Region pointing data
- Opening Delimiter -
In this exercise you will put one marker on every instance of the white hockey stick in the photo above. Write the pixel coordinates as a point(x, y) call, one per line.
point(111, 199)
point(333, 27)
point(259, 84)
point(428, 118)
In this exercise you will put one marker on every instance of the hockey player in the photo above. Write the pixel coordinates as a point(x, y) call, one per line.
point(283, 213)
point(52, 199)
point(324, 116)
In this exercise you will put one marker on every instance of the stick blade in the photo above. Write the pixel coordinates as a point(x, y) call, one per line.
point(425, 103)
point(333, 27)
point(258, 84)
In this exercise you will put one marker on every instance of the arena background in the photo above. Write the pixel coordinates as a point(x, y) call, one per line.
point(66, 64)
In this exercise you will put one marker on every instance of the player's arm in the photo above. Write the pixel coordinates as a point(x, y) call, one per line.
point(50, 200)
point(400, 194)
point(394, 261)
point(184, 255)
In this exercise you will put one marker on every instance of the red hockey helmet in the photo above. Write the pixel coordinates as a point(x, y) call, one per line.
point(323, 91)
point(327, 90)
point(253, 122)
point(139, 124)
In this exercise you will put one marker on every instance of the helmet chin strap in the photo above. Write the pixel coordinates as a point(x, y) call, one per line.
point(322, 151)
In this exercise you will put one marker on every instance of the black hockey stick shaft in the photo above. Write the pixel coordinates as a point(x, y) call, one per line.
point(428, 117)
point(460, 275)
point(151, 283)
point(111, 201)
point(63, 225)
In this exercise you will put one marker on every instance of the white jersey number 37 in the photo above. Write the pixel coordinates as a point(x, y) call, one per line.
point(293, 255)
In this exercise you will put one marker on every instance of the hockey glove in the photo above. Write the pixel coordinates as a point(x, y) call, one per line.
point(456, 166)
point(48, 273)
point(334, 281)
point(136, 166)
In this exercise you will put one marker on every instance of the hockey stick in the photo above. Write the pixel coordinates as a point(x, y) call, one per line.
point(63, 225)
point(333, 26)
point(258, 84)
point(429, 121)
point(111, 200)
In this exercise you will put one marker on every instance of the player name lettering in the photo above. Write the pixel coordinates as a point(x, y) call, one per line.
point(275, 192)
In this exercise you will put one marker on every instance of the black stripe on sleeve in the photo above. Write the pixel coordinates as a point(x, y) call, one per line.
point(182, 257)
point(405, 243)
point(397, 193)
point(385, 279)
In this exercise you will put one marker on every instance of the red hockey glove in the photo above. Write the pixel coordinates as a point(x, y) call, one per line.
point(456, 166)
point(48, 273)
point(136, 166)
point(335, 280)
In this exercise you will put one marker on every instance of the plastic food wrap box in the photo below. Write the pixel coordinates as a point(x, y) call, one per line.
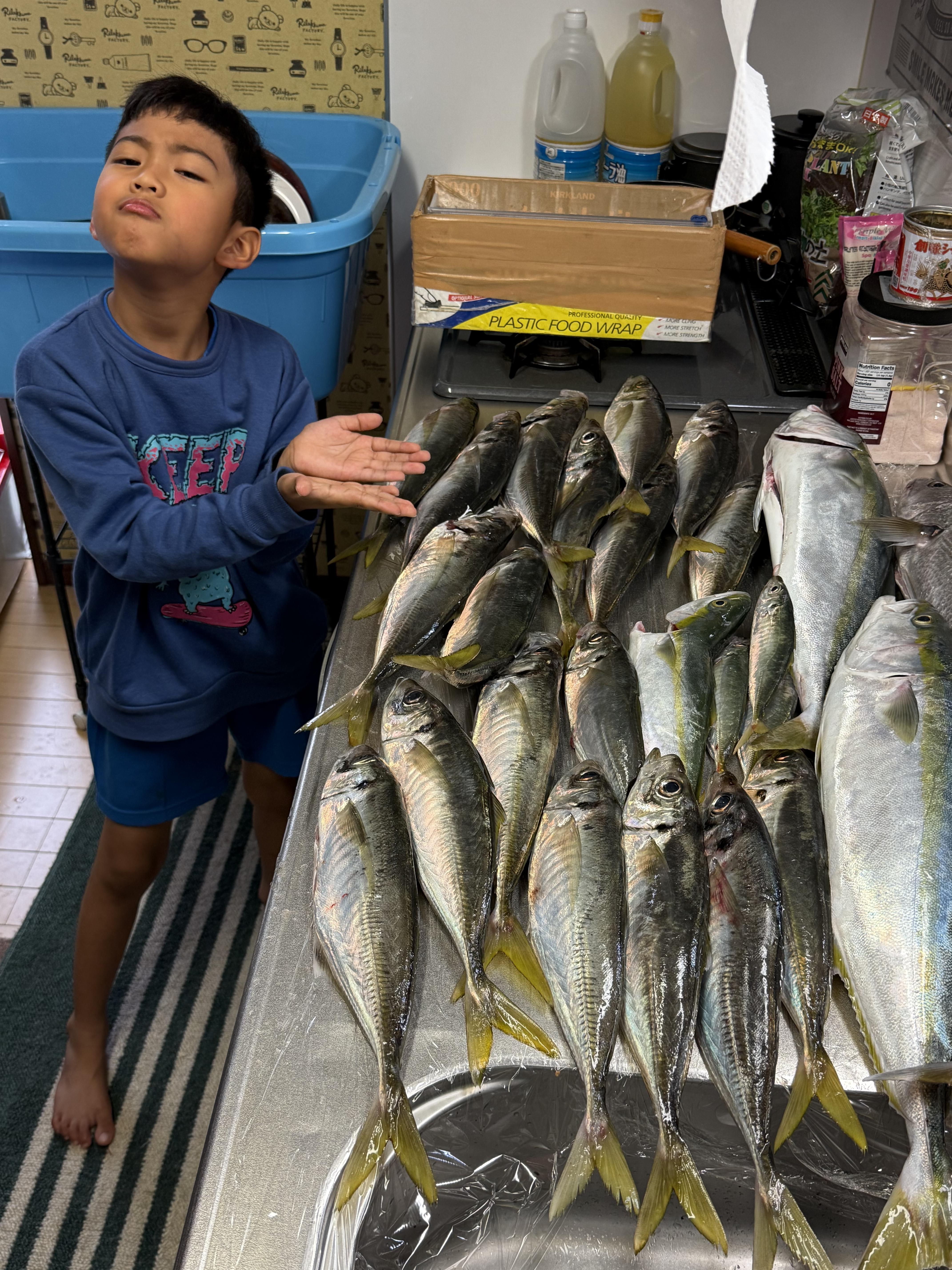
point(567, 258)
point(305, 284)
- Closing Delimiter -
*The problem*:
Please copy the data shown above, line by line and exactly, omitting the images.

*Answer space*:
In this exercise you will put one marker on every instance of the white hockey stick in the photo above. Write the pixel coordinates as a point(x, y) call, one per line.
point(111, 199)
point(333, 27)
point(259, 84)
point(428, 118)
In this exercise you will put one marker on every instance of the hockey player in the photo above. Write the pixel coordinates as a point(x, y) call, one per line.
point(283, 213)
point(52, 199)
point(324, 116)
In this exercise you will put one marker on every instance of the stick blade in the photo above. Write the pixel coordinates as a point(x, y) call, one per line.
point(425, 103)
point(333, 27)
point(258, 84)
In this exercise you will put one marker on every instance of the arena background in the photo above. Write the pixel coordinates as a point(x, y) call, one per line.
point(66, 64)
In this exercise you will put one marker on every instance of the player's arm in the photo above. Write the pixel coordinates as a point(x, y) call, one per line.
point(50, 200)
point(400, 194)
point(394, 261)
point(184, 255)
In this exercise you will put one marker on every instance of the red hockey helmet in the photo above. Write the pixel coordinates as a point(x, y) call, one per line.
point(323, 91)
point(327, 90)
point(253, 122)
point(139, 124)
In this exercise you will put one marker on every instance of the helmet chin strap in the photo above. Write the pixel coordinates as a point(x, y) call, one per line.
point(322, 151)
In this exercise you will put one marker on every instance of the black hockey stick shaft in the photo above. Write the pixel coordinates as a point(x, y) call, one per line.
point(428, 117)
point(460, 275)
point(151, 283)
point(111, 201)
point(63, 225)
In this exercise you will put one marker on every instance of the white jersey number 37 in the photo above. Write the pixel coordinates as a point(x, y) call, one per line.
point(293, 255)
In this exercise you will put one marker on every instance of the hockey glove in the photo above. Write the pixel coordinates as a point(x, y) call, one per line.
point(456, 166)
point(48, 273)
point(334, 281)
point(136, 166)
In this exercise you will put one marker on every instance of the hockey stick in the photo above. Write the pixel coordinates as a point(x, y) call, one per line.
point(63, 225)
point(333, 26)
point(258, 84)
point(429, 121)
point(111, 200)
In this exercise you will put one marker on every instance of the player name lettering in the photo above. Write the pixel coordinates as a point(x, y) call, one per line.
point(275, 192)
In this exercise you will put one marker on every instance of the black stripe on sleeve in the photo above. Write the pixel coordinates as a point(x, y) call, one per line.
point(182, 257)
point(405, 243)
point(397, 193)
point(385, 279)
In this exercise you will put one marker on every instance of the red hockey glove in the photo above. Write the pixel coordinates as a point(x, y) call, one per line.
point(456, 166)
point(48, 273)
point(136, 166)
point(335, 280)
In this exercise you will put one marker on every instance of the plastic food wrap box in the photo below. Write the pixel coordinates as a point(x, y) call, one per line.
point(567, 258)
point(305, 284)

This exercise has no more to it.